| Text zum Lesen |
---

Bundesverfassungsgericht zu Sterbehilfe

Hallo zusammen,
das Bundesverfassungsgericht hat ja nun auf ein Recht aufselbstbestimmtes Sterben erkannt. Es sagt auch ausdrücklich, dass dieses Recht NICHT auf den Fall schwerer Krankheit reduziert ist.
So gut das nun für Schwerkranke sein mag… Aber bedeutet das auch, dass ein 18-jähriger mit Liebeskummer nun Sterbehilfe in Anspruch nehmen darf? Oder ein 35-jähriger Börsensspekulant, der Pleite gemacht hat?
Schon klar, so soll es nicht sein, aber auf welcher Gesetzgrundlage will man das nun regeln, wo doch klar ist: In jeder Phase seines Lebens hat der Mensch ein Recht Hilfe zum selbstbestimmten Sterben?

---

| Bereitgestellte Daten |
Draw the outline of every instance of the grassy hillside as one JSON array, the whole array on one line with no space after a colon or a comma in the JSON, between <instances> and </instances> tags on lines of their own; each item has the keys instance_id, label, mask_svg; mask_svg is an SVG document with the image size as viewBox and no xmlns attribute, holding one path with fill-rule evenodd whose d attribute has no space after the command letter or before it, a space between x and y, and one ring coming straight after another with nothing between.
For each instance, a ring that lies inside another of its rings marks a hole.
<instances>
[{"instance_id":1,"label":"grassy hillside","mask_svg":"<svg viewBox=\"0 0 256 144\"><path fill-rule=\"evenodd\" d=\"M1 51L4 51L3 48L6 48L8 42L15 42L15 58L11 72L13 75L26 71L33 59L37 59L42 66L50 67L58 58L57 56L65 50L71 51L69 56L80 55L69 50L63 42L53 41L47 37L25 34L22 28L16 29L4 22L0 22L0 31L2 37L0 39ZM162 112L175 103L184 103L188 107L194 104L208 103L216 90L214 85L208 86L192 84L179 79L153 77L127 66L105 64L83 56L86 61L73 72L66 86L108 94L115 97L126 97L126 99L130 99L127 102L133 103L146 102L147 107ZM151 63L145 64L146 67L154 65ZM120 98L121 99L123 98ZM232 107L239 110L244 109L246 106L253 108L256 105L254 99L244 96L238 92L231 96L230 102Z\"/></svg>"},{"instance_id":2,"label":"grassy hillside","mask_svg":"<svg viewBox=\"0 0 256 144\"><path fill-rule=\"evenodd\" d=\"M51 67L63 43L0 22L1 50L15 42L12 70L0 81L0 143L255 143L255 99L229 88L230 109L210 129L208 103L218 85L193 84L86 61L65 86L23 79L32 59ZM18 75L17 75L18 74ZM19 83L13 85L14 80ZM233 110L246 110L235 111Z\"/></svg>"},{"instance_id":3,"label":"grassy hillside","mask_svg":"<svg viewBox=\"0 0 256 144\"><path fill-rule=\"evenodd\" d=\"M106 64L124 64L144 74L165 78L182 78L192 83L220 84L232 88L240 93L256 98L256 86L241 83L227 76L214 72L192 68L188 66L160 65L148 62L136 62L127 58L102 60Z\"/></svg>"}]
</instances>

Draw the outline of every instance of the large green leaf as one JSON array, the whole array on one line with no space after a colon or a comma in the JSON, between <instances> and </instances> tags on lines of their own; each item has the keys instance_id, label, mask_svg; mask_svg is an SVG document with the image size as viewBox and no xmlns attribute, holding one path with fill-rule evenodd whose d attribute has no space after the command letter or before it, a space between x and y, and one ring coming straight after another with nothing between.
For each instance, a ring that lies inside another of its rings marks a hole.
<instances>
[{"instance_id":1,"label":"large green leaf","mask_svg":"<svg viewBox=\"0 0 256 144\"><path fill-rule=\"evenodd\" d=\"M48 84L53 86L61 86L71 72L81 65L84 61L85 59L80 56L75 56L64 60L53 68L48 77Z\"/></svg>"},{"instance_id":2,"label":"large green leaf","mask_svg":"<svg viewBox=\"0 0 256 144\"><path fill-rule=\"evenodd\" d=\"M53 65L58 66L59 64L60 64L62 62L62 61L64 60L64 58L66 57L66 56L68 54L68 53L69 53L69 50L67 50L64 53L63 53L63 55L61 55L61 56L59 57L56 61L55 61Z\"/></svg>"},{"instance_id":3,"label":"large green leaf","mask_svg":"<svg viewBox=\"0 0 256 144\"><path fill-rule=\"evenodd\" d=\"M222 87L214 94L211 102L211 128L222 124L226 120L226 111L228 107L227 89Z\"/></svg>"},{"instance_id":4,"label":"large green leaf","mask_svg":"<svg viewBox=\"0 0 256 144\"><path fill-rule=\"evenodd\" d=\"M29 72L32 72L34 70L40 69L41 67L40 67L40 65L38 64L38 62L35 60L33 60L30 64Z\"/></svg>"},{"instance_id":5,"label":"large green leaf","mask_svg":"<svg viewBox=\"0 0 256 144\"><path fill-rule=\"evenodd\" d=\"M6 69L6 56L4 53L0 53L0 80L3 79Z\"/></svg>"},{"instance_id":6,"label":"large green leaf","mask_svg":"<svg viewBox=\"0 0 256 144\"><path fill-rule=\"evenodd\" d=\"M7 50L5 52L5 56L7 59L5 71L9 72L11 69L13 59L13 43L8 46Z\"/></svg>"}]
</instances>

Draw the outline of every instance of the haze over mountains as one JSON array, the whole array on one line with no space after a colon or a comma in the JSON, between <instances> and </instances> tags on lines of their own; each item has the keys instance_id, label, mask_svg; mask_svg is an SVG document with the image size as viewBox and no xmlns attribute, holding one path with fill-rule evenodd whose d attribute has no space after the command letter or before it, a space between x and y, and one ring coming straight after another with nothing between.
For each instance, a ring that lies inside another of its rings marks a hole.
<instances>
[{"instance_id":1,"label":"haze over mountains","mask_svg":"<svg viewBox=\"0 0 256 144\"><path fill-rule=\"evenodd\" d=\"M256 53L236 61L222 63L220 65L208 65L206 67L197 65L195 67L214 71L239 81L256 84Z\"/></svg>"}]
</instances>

---

| Anhand der Angaben |
1. Gib den Abschnitt des Beitrags zum Sterbehilfe-Urteil, der bei „So gut das nun“ beginnt und bei „zum selbstbestimmten Sterben?“ endet, noch einmal wieder und tausche darin „Liebeskummer“ gegen „Prüfungsangst“ aus.
2. Setze den Beitrag zum Sterbehilfe-Urteil des Bundesverfassungsgerichts nach seinem letzten Satz fort.
Die Zeilen spielen hierfür keine Rolle.

| Schriftliche Antworten |
1.
So gut das nun für Schwerkranke sein mag… Aber bedeutet das auch, dass ein 18-jähriger mit Prüfungsangst nun Sterbehilfe in Anspruch nehmen darf? Oder ein 35-jähriger Börsensspekulant, der Pleite gemacht hat?
Schon klar, so soll es nicht sein, aber auf welcher Gesetzgrundlage will man das nun regeln, wo doch klar ist: In jeder Phase seines Lebens hat der Mensch ein Recht Hilfe zum selbstbestimmten Sterben?

2.
„Das Recht auf selbstbestimmtes Sterben ist nicht auf fremddefinierte Situationen wie schwere oder unheilbare Krankheitszustände oder bestimmte Lebens- und Krankheitsphasen beschränkt. Es besteht in jeder Phase menschlicher Existenz.“ Quelle: www.bundesverfassungsgericht.de/SharedDocs/Pressemitteilungen/DE/2020/bvg20-012.html

Wird es keine Vorschriften geben, um zu sehen, ob einige von ihnen für aufselbstbestimmtes Sterben in Frage kommen?

Gegenfrage: Muss der Staat das denn regeln?

In meiner Weltsicht ist der Staat durchaus wichtig, um Dinge wie Verkehrsregeln, usw. zu etablieren und durchzusetzen, aber aus manchen privaten Bereichen (bspw. Sexualität und Tod) sollte er sich raushalten. StGB 175 wurde ja schon gestrichen, 217 ist eben jetzt dran.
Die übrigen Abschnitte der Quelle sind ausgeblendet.